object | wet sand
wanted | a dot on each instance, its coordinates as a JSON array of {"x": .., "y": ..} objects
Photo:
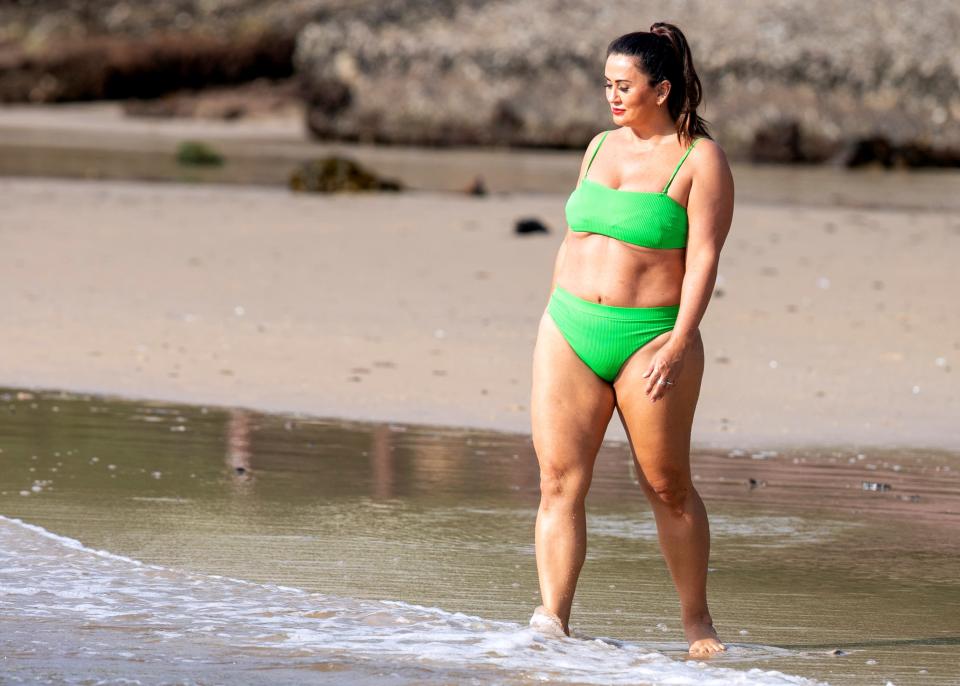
[
  {"x": 830, "y": 326},
  {"x": 375, "y": 553}
]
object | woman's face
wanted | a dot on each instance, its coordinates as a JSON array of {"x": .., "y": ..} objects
[{"x": 630, "y": 97}]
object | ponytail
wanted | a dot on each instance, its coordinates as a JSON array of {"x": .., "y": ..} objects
[{"x": 664, "y": 54}]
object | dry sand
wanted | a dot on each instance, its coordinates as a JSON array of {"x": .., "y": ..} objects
[{"x": 832, "y": 326}]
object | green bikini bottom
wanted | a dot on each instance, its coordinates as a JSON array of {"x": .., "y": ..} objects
[{"x": 605, "y": 336}]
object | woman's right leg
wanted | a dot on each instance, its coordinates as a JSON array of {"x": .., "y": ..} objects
[{"x": 570, "y": 409}]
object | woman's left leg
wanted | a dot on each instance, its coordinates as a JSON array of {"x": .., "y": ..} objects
[{"x": 659, "y": 435}]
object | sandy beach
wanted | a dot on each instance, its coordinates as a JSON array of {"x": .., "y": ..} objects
[{"x": 830, "y": 325}]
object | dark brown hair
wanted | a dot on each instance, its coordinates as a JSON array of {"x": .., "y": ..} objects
[{"x": 663, "y": 54}]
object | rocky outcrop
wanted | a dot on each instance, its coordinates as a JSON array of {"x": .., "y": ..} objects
[
  {"x": 823, "y": 74},
  {"x": 62, "y": 50}
]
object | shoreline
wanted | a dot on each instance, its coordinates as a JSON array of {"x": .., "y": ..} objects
[
  {"x": 614, "y": 438},
  {"x": 260, "y": 298}
]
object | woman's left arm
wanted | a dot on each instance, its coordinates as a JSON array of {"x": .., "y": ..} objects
[{"x": 709, "y": 215}]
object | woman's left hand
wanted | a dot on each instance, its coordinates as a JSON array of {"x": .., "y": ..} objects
[{"x": 664, "y": 370}]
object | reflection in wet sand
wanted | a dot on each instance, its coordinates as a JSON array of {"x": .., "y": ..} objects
[{"x": 814, "y": 574}]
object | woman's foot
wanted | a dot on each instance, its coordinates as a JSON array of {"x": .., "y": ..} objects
[
  {"x": 547, "y": 623},
  {"x": 702, "y": 636}
]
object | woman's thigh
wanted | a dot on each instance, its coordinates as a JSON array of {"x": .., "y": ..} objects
[
  {"x": 659, "y": 432},
  {"x": 570, "y": 406}
]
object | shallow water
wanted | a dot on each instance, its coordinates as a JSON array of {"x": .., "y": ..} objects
[{"x": 158, "y": 542}]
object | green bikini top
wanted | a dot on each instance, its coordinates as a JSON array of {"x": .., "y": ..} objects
[{"x": 645, "y": 218}]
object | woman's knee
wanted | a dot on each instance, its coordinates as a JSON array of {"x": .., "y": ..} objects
[
  {"x": 559, "y": 484},
  {"x": 669, "y": 489}
]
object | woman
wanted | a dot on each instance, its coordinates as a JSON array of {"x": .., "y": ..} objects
[{"x": 631, "y": 283}]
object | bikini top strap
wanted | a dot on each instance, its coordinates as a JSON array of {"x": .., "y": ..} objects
[
  {"x": 679, "y": 163},
  {"x": 596, "y": 150}
]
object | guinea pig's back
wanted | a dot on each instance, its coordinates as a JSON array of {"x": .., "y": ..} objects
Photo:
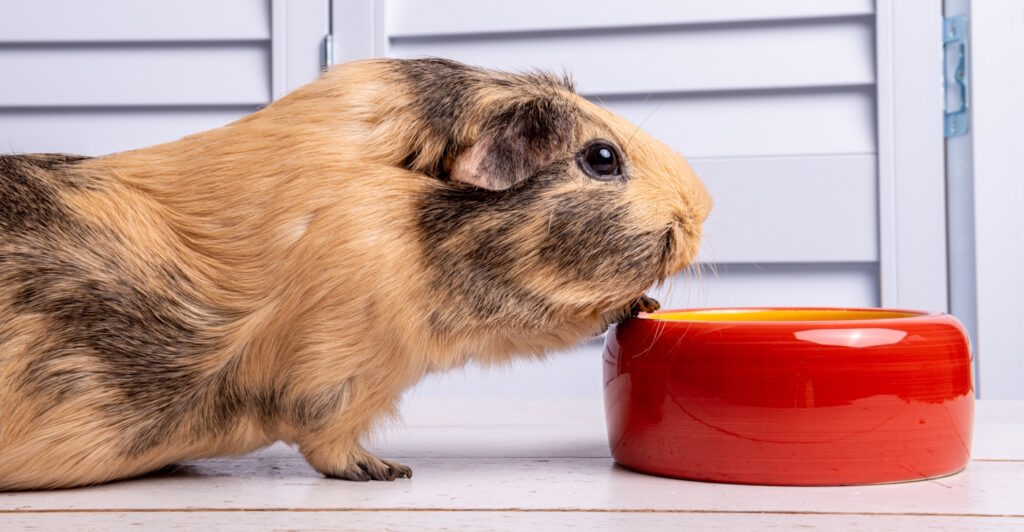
[{"x": 103, "y": 337}]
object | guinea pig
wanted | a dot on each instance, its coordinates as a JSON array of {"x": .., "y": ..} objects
[{"x": 285, "y": 277}]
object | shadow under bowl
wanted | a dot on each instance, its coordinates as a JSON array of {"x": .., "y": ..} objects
[{"x": 794, "y": 396}]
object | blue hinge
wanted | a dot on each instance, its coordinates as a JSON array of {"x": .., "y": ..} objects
[{"x": 954, "y": 53}]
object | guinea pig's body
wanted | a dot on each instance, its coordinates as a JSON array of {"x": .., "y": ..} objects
[{"x": 287, "y": 276}]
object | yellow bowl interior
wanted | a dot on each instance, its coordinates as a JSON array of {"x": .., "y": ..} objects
[{"x": 779, "y": 315}]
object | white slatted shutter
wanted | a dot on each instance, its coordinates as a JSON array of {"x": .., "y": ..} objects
[{"x": 105, "y": 76}]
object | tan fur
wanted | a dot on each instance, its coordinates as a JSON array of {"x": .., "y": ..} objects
[{"x": 296, "y": 222}]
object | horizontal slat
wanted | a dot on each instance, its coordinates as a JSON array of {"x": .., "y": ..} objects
[
  {"x": 94, "y": 132},
  {"x": 846, "y": 284},
  {"x": 141, "y": 75},
  {"x": 626, "y": 61},
  {"x": 775, "y": 123},
  {"x": 133, "y": 20},
  {"x": 819, "y": 209},
  {"x": 420, "y": 17}
]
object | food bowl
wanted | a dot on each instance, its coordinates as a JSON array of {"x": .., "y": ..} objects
[{"x": 796, "y": 396}]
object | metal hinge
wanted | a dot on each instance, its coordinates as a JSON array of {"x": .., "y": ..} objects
[
  {"x": 955, "y": 81},
  {"x": 327, "y": 52}
]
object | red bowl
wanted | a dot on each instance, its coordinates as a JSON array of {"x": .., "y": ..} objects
[{"x": 806, "y": 397}]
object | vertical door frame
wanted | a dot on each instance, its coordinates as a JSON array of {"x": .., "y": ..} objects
[
  {"x": 297, "y": 31},
  {"x": 985, "y": 167},
  {"x": 359, "y": 29},
  {"x": 911, "y": 160}
]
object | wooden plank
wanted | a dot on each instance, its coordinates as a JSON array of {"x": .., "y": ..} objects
[
  {"x": 133, "y": 20},
  {"x": 432, "y": 17},
  {"x": 750, "y": 124},
  {"x": 94, "y": 132},
  {"x": 556, "y": 520},
  {"x": 986, "y": 488},
  {"x": 796, "y": 210},
  {"x": 143, "y": 75},
  {"x": 664, "y": 59}
]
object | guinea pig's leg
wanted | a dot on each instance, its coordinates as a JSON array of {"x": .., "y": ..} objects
[
  {"x": 356, "y": 463},
  {"x": 334, "y": 449}
]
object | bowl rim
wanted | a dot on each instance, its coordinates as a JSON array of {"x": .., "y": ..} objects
[{"x": 916, "y": 316}]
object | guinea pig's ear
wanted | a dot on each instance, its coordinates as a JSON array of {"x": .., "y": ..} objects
[{"x": 516, "y": 142}]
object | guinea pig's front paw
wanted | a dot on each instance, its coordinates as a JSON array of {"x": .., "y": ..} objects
[
  {"x": 363, "y": 466},
  {"x": 643, "y": 304}
]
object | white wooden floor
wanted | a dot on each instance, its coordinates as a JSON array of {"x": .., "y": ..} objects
[{"x": 496, "y": 464}]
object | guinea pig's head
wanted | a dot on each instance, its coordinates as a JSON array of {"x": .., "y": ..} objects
[{"x": 542, "y": 209}]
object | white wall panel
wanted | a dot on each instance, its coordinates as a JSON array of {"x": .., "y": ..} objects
[
  {"x": 133, "y": 20},
  {"x": 799, "y": 210},
  {"x": 95, "y": 132},
  {"x": 419, "y": 17},
  {"x": 660, "y": 59},
  {"x": 136, "y": 75},
  {"x": 757, "y": 123}
]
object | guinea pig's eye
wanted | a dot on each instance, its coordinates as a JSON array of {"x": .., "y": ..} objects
[{"x": 600, "y": 161}]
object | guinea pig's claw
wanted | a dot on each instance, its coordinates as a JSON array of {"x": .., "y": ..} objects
[
  {"x": 643, "y": 304},
  {"x": 369, "y": 468}
]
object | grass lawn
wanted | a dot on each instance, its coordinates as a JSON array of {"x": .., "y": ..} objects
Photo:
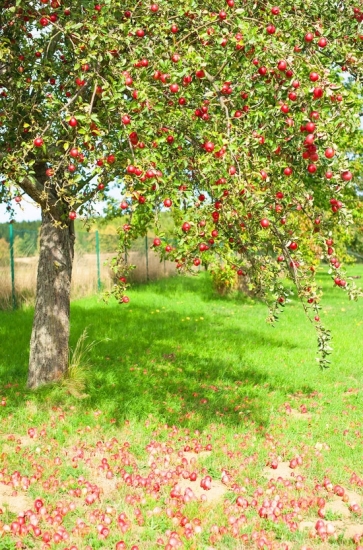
[{"x": 184, "y": 382}]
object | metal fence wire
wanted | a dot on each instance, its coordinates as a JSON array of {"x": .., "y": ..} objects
[{"x": 19, "y": 253}]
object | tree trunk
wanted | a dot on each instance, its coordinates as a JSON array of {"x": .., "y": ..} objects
[{"x": 50, "y": 335}]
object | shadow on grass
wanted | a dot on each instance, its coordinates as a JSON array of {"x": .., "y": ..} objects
[{"x": 179, "y": 372}]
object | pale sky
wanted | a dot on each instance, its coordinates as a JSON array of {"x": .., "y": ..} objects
[{"x": 27, "y": 210}]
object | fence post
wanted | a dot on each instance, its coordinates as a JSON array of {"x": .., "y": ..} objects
[
  {"x": 12, "y": 266},
  {"x": 98, "y": 262},
  {"x": 147, "y": 258}
]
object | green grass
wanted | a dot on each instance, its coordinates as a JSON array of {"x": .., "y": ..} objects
[{"x": 179, "y": 356}]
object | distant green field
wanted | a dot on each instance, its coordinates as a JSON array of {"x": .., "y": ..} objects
[{"x": 180, "y": 366}]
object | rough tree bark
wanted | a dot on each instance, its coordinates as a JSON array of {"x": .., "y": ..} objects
[{"x": 50, "y": 335}]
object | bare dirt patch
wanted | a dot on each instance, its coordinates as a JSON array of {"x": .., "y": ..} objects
[
  {"x": 283, "y": 470},
  {"x": 348, "y": 529},
  {"x": 15, "y": 503},
  {"x": 216, "y": 492},
  {"x": 337, "y": 506}
]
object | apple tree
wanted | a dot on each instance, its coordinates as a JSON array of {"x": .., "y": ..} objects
[{"x": 229, "y": 114}]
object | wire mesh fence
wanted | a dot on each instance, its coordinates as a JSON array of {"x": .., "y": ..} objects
[{"x": 19, "y": 253}]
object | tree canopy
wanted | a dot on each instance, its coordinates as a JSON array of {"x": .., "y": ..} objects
[{"x": 242, "y": 118}]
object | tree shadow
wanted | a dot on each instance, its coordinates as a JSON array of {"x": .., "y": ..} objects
[{"x": 156, "y": 366}]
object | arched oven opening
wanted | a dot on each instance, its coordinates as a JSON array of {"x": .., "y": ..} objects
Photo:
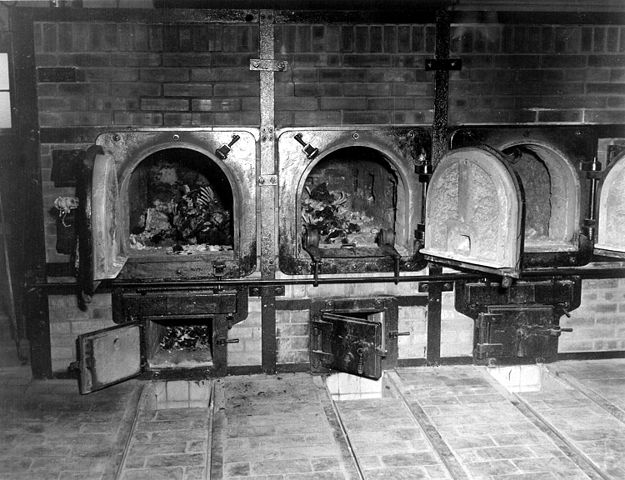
[
  {"x": 179, "y": 202},
  {"x": 350, "y": 200},
  {"x": 354, "y": 200},
  {"x": 551, "y": 195}
]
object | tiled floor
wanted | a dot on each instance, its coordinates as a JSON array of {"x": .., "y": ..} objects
[{"x": 429, "y": 423}]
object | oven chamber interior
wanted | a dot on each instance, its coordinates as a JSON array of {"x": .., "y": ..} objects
[
  {"x": 226, "y": 178},
  {"x": 611, "y": 209},
  {"x": 358, "y": 191}
]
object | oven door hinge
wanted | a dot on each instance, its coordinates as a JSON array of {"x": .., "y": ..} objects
[{"x": 256, "y": 64}]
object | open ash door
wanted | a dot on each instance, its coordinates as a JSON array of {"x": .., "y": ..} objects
[
  {"x": 109, "y": 356},
  {"x": 474, "y": 213},
  {"x": 611, "y": 215},
  {"x": 100, "y": 248}
]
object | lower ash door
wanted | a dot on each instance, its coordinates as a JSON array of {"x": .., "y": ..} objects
[
  {"x": 474, "y": 213},
  {"x": 348, "y": 344},
  {"x": 109, "y": 356}
]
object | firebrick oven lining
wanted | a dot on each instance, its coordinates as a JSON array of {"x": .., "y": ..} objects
[
  {"x": 349, "y": 196},
  {"x": 180, "y": 201},
  {"x": 552, "y": 196},
  {"x": 179, "y": 343}
]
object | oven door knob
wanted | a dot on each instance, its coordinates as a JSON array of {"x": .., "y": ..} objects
[{"x": 220, "y": 342}]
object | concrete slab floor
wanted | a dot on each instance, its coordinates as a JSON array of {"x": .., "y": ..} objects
[{"x": 455, "y": 423}]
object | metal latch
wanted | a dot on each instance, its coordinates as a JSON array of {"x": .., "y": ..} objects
[
  {"x": 220, "y": 342},
  {"x": 310, "y": 151},
  {"x": 219, "y": 269},
  {"x": 223, "y": 151},
  {"x": 256, "y": 64},
  {"x": 268, "y": 180}
]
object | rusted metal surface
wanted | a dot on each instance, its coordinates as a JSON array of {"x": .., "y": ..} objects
[
  {"x": 520, "y": 323},
  {"x": 441, "y": 88},
  {"x": 127, "y": 149},
  {"x": 397, "y": 150},
  {"x": 355, "y": 335},
  {"x": 475, "y": 213},
  {"x": 268, "y": 196},
  {"x": 611, "y": 213},
  {"x": 109, "y": 356}
]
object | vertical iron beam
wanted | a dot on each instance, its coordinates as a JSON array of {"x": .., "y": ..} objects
[
  {"x": 439, "y": 149},
  {"x": 268, "y": 193},
  {"x": 26, "y": 116},
  {"x": 441, "y": 89}
]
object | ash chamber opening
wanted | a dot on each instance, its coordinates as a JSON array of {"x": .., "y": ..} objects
[
  {"x": 548, "y": 188},
  {"x": 180, "y": 201},
  {"x": 179, "y": 344},
  {"x": 350, "y": 198}
]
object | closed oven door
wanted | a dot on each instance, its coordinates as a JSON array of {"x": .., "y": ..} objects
[
  {"x": 100, "y": 250},
  {"x": 474, "y": 213}
]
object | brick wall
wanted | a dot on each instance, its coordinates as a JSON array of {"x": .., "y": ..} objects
[
  {"x": 599, "y": 323},
  {"x": 249, "y": 349},
  {"x": 346, "y": 74},
  {"x": 456, "y": 329},
  {"x": 538, "y": 74},
  {"x": 292, "y": 327},
  {"x": 103, "y": 75},
  {"x": 146, "y": 75}
]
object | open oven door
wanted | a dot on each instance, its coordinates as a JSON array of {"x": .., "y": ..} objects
[
  {"x": 348, "y": 344},
  {"x": 611, "y": 215},
  {"x": 100, "y": 250},
  {"x": 474, "y": 213},
  {"x": 109, "y": 356}
]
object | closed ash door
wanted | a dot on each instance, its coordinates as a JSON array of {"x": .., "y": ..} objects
[
  {"x": 474, "y": 213},
  {"x": 611, "y": 214},
  {"x": 109, "y": 356},
  {"x": 101, "y": 253}
]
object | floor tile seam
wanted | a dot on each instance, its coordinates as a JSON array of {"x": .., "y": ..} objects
[
  {"x": 445, "y": 453},
  {"x": 557, "y": 438}
]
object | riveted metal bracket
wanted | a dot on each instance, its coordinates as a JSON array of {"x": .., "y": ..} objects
[
  {"x": 443, "y": 64},
  {"x": 615, "y": 151},
  {"x": 268, "y": 180},
  {"x": 424, "y": 287},
  {"x": 259, "y": 65}
]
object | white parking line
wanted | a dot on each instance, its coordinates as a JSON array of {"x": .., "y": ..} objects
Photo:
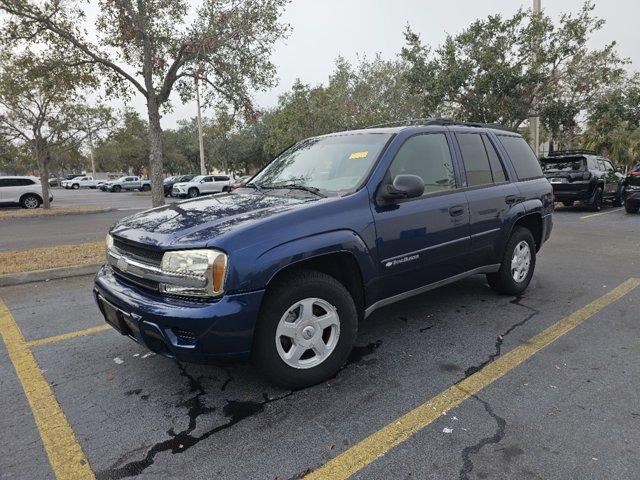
[{"x": 601, "y": 213}]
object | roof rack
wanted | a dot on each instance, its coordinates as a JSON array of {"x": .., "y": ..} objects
[
  {"x": 579, "y": 151},
  {"x": 438, "y": 121}
]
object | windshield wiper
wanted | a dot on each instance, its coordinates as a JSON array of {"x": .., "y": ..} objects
[{"x": 294, "y": 186}]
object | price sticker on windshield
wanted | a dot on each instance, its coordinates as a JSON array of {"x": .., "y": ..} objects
[{"x": 358, "y": 155}]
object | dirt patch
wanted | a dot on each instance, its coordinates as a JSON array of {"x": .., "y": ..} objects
[
  {"x": 41, "y": 212},
  {"x": 52, "y": 257}
]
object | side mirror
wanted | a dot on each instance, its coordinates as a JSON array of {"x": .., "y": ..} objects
[{"x": 404, "y": 186}]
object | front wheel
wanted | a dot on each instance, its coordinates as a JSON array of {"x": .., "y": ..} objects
[
  {"x": 517, "y": 265},
  {"x": 306, "y": 329}
]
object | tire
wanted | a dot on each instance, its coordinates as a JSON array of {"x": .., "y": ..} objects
[
  {"x": 631, "y": 207},
  {"x": 328, "y": 296},
  {"x": 618, "y": 200},
  {"x": 503, "y": 280},
  {"x": 30, "y": 201},
  {"x": 596, "y": 203}
]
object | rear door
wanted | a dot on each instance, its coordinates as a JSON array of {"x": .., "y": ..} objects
[
  {"x": 426, "y": 239},
  {"x": 489, "y": 193}
]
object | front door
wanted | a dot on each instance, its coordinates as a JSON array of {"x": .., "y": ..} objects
[{"x": 426, "y": 239}]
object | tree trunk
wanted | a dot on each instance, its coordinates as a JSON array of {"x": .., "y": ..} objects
[
  {"x": 43, "y": 169},
  {"x": 155, "y": 152}
]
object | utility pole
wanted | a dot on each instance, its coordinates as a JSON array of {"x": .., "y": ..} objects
[
  {"x": 200, "y": 141},
  {"x": 534, "y": 120}
]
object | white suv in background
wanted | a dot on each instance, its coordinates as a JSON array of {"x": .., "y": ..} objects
[
  {"x": 23, "y": 191},
  {"x": 202, "y": 185}
]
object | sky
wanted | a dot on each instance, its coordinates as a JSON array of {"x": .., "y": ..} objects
[{"x": 325, "y": 29}]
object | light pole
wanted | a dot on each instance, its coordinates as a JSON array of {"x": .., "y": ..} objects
[
  {"x": 534, "y": 120},
  {"x": 200, "y": 141}
]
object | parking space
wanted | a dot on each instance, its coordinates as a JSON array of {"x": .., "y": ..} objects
[{"x": 566, "y": 410}]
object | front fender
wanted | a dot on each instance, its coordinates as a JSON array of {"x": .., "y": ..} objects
[{"x": 256, "y": 273}]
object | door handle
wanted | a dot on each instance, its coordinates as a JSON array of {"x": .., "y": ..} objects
[
  {"x": 511, "y": 199},
  {"x": 456, "y": 210}
]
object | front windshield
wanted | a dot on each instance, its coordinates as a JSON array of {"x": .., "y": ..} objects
[{"x": 332, "y": 165}]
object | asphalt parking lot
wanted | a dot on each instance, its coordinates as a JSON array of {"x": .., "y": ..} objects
[{"x": 456, "y": 383}]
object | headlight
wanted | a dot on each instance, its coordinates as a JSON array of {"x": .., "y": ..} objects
[{"x": 209, "y": 265}]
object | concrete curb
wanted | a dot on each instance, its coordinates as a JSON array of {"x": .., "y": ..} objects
[
  {"x": 56, "y": 214},
  {"x": 49, "y": 274}
]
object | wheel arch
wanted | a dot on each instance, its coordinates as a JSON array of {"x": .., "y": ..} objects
[{"x": 533, "y": 222}]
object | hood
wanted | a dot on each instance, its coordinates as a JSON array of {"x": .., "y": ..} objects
[{"x": 195, "y": 223}]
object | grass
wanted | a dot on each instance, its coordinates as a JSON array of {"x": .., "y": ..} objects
[
  {"x": 41, "y": 212},
  {"x": 52, "y": 257}
]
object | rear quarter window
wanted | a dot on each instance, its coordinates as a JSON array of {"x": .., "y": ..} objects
[{"x": 522, "y": 157}]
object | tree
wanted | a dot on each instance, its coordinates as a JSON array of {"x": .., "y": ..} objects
[
  {"x": 503, "y": 70},
  {"x": 154, "y": 46},
  {"x": 126, "y": 146},
  {"x": 41, "y": 107}
]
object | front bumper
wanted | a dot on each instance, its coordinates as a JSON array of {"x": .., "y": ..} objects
[{"x": 188, "y": 330}]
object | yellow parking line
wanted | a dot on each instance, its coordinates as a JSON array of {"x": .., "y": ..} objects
[
  {"x": 401, "y": 429},
  {"x": 67, "y": 336},
  {"x": 65, "y": 453},
  {"x": 601, "y": 213}
]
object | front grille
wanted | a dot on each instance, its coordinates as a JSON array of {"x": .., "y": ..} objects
[{"x": 136, "y": 251}]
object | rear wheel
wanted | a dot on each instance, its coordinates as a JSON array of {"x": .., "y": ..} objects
[
  {"x": 596, "y": 201},
  {"x": 631, "y": 207},
  {"x": 306, "y": 330},
  {"x": 30, "y": 201},
  {"x": 517, "y": 265}
]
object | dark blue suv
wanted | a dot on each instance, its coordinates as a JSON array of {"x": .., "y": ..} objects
[{"x": 281, "y": 270}]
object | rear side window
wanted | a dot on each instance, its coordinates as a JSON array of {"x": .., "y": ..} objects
[
  {"x": 476, "y": 161},
  {"x": 522, "y": 157},
  {"x": 427, "y": 156}
]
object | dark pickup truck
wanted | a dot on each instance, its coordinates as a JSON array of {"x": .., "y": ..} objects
[
  {"x": 583, "y": 175},
  {"x": 282, "y": 269}
]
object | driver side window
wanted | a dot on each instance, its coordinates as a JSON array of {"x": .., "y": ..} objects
[{"x": 427, "y": 156}]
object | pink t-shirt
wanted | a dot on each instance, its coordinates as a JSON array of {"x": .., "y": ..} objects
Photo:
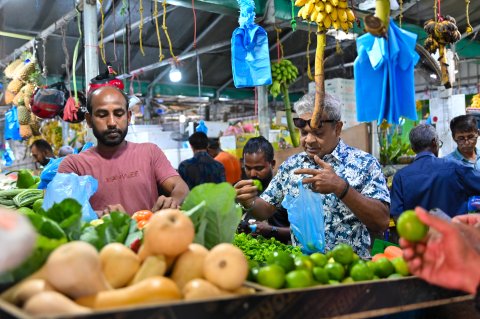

------------------------------------

Review the material and copy each line in which the word "patch" appears.

* **Answer for the task**
object | bare dirt patch
object | dirt patch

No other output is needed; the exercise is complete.